*** Data supplied Section Begins ***

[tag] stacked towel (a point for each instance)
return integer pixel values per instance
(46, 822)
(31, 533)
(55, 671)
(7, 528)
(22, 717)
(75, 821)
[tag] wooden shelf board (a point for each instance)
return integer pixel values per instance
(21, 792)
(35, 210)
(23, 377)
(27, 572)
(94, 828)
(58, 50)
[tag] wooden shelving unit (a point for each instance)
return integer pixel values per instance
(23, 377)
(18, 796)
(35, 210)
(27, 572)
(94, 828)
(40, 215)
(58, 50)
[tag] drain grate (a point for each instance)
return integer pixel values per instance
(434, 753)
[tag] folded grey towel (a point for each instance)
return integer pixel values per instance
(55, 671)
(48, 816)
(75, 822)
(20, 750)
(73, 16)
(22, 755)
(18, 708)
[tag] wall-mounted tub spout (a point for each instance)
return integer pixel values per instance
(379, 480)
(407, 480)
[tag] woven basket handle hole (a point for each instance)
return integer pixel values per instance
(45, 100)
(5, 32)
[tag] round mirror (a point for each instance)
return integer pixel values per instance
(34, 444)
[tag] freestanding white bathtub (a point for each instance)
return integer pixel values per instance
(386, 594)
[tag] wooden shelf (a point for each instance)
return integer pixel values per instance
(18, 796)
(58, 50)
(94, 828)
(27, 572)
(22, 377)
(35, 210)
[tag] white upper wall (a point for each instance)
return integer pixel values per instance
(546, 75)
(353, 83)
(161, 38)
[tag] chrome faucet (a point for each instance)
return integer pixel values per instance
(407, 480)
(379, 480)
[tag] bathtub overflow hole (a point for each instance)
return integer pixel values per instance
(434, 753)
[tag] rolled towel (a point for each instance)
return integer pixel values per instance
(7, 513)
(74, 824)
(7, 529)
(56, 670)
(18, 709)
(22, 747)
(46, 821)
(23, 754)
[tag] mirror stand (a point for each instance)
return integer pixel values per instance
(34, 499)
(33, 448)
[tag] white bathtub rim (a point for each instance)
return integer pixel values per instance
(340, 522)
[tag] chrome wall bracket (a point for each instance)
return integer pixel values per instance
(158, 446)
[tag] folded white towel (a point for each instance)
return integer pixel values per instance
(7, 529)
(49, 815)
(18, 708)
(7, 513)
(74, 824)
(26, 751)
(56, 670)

*** Data supplied Section Ends ***

**Requirement:** When a line among the entries above contains "towel", copy it.

**Answer area:**
[tag] stacked towel (a point for each instance)
[tag] folded grey towel (a point for each instance)
[tag] rolled towel (a point for each instance)
[tag] folded white towel (a point for each instance)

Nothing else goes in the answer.